(Coordinate labeling data)
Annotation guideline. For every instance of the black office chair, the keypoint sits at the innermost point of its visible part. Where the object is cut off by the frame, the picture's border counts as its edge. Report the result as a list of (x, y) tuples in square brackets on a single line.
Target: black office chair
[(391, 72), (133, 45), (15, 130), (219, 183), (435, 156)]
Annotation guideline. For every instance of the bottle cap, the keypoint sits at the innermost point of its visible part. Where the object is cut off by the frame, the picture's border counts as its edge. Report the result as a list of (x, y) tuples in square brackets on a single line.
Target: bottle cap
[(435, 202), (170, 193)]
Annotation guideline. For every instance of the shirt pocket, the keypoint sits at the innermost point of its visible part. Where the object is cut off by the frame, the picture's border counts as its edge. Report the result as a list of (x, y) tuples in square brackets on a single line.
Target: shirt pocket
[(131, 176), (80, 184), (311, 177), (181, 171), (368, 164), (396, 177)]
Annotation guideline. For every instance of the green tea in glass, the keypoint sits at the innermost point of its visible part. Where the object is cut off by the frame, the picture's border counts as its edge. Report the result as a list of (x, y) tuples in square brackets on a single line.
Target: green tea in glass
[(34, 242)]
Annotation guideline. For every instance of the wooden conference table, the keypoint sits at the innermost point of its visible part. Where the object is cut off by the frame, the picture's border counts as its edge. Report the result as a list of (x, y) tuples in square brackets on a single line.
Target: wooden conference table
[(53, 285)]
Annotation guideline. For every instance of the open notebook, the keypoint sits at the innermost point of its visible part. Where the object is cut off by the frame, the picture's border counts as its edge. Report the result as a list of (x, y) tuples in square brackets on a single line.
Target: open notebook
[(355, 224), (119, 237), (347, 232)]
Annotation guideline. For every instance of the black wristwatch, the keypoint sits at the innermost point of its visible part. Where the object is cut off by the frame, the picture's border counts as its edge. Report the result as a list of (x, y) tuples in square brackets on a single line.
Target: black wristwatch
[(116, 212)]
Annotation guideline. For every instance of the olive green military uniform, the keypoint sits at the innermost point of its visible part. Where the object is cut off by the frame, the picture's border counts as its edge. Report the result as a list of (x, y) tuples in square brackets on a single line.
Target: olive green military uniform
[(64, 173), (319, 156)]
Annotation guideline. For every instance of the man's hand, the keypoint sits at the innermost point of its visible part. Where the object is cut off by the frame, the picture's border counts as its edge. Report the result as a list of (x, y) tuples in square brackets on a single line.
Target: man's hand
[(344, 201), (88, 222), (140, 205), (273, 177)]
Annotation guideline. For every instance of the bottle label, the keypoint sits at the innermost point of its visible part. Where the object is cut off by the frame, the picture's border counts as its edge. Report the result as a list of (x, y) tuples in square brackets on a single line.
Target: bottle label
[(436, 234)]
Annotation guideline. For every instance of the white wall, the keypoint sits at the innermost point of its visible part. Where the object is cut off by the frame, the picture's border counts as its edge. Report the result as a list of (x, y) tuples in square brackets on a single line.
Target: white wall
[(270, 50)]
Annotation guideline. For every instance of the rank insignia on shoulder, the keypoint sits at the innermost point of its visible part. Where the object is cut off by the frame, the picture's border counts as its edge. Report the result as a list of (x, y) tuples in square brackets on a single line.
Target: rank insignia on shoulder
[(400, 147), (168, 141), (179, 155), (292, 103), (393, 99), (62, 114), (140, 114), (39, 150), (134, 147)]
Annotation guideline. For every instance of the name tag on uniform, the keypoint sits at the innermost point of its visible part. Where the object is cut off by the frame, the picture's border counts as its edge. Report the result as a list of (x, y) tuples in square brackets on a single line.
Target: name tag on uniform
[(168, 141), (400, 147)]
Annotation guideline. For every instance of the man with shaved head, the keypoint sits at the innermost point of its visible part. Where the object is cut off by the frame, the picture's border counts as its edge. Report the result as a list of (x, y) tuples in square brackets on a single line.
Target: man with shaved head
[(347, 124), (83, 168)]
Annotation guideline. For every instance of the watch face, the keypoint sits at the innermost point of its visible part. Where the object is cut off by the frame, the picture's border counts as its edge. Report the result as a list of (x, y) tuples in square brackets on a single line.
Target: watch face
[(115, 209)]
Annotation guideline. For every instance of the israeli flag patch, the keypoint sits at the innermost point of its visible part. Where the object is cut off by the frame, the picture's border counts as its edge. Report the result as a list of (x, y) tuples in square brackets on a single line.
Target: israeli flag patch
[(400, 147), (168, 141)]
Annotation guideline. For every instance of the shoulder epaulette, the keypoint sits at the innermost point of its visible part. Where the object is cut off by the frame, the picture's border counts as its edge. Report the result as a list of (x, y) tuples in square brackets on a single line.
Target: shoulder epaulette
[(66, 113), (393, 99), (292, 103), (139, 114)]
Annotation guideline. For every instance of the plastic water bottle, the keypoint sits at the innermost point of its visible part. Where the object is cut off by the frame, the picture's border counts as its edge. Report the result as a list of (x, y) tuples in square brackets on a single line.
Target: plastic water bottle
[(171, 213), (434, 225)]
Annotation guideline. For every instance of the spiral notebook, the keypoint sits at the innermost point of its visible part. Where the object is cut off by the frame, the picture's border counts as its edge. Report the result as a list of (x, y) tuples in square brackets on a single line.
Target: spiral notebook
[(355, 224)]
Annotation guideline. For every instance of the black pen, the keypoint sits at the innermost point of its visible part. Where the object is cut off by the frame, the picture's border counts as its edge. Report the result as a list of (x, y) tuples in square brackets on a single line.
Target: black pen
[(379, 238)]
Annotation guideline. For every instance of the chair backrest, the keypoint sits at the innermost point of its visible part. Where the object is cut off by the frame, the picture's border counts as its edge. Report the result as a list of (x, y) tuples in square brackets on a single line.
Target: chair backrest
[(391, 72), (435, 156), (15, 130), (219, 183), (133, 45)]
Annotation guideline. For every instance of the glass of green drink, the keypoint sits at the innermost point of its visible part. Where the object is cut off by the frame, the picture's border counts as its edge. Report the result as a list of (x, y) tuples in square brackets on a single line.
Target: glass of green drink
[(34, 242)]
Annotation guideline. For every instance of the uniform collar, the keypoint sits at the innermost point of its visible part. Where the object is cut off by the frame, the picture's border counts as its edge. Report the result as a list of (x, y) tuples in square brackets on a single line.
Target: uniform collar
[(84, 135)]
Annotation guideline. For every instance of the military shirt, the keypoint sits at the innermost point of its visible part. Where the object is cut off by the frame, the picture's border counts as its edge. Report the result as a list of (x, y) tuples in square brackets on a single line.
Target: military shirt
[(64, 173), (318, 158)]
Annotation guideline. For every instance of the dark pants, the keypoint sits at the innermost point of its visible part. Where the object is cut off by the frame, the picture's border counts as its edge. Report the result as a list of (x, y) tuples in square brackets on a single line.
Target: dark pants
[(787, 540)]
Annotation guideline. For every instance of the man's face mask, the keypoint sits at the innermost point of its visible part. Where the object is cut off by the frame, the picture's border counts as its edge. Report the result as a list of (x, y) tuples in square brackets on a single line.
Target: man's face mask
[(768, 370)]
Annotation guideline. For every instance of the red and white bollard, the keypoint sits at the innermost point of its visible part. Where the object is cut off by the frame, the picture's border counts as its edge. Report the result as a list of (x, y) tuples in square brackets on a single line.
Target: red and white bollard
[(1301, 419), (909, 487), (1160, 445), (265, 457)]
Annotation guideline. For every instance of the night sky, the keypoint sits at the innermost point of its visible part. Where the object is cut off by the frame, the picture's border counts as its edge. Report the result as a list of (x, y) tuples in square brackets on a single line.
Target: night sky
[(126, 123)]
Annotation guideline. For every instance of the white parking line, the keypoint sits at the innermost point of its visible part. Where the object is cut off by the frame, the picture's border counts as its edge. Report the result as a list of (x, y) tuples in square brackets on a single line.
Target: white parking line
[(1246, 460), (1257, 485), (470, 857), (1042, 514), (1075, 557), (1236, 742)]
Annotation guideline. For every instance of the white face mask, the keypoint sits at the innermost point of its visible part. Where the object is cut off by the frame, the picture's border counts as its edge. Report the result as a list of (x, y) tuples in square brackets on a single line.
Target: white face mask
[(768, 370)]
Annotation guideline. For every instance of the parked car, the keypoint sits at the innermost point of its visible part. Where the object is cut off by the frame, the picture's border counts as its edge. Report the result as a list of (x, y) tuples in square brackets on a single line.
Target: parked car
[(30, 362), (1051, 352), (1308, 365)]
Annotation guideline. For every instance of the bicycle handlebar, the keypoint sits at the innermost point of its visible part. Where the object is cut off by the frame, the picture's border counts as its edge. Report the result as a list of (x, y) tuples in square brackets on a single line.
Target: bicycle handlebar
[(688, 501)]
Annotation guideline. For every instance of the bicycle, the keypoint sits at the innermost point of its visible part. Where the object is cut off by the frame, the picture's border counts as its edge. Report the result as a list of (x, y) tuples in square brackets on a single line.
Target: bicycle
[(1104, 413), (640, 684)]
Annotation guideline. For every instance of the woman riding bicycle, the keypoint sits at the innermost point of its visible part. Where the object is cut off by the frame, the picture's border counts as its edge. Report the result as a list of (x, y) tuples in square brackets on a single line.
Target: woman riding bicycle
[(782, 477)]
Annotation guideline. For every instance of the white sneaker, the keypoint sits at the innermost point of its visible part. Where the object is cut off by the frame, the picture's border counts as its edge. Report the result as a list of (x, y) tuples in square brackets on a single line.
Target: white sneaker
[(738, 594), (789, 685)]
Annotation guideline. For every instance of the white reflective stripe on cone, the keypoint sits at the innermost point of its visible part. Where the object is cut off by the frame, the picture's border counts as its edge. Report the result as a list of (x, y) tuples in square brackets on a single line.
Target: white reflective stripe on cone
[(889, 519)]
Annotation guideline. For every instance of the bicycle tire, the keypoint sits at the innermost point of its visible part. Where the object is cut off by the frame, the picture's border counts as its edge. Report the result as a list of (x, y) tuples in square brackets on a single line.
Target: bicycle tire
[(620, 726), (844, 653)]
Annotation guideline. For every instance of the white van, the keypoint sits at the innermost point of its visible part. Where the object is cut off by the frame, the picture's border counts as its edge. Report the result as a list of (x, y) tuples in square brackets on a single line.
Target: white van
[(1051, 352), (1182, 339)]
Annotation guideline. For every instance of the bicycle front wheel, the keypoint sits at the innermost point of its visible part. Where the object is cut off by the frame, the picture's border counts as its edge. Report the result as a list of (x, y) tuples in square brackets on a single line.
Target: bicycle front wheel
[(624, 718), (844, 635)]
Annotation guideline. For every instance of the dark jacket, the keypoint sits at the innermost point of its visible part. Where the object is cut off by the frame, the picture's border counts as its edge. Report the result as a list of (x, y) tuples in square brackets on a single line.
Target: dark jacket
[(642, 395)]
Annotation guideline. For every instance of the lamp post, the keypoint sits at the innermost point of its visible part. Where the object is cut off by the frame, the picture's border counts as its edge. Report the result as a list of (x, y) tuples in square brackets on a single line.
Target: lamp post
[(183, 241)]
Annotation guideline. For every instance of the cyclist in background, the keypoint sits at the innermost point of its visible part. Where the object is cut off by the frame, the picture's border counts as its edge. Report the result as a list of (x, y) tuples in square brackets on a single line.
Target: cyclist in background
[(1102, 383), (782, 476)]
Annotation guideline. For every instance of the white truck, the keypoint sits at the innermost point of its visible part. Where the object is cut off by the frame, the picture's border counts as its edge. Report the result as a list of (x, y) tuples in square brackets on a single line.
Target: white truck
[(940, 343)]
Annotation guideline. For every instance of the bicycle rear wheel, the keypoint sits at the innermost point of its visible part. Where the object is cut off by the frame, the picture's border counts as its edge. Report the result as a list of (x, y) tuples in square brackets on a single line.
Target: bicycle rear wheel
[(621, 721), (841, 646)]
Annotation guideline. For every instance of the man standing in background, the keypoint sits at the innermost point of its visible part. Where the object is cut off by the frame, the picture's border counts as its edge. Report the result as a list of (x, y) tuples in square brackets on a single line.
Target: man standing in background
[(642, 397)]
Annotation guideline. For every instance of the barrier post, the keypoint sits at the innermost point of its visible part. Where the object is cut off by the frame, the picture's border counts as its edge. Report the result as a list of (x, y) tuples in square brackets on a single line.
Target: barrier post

> Written instruction: Give as a numbered list, with blank lines omitted, everything in the items from the line containing "Annotation guideline. For every instance of the open" down to the line containing "[(344, 201), (88, 222), (140, 205), (273, 177)]", including both of those lines.

> Full solution:
1. Annotation guideline. For every instance of the open notebook, the keypoint sits at the innermost point of its visible part. Where the object is cut off by the frame, the picture's border counts as its edge. Report the result as a list of (x, y) tuples in square brackets on a single line.
2. Target: open notebook
3. [(355, 224), (119, 237), (347, 232)]
4. Annotation guideline. For every instance of the black wristwatch, the keypoint sits at the innermost point of its visible part. Where the object is cut off by the frame, the picture's border counts as its edge. Report the result as a list of (x, y) tuples in square brackets on a single line.
5. Target: black wristwatch
6. [(116, 212)]
7. Annotation guideline. For every instance of the olive green military uniform, the keypoint sits at the innermost point of its visible part. Where the object is cut off by the frame, the picture's border counts as its edge. Report the result as a list of (x, y) tuples in square brackets on a single line.
8. Target: olive green military uniform
9. [(64, 173), (319, 156)]
10. Annotation guideline. For every instance of the man's hand, the keypoint sits at the innermost point of its visible part. Where the object is cut off by the frame, the picture's border counts as its edge. Report the result as a list of (x, y) tuples in square brackets on a single line.
11. Target: man's hand
12. [(344, 201), (88, 222), (140, 205), (273, 177)]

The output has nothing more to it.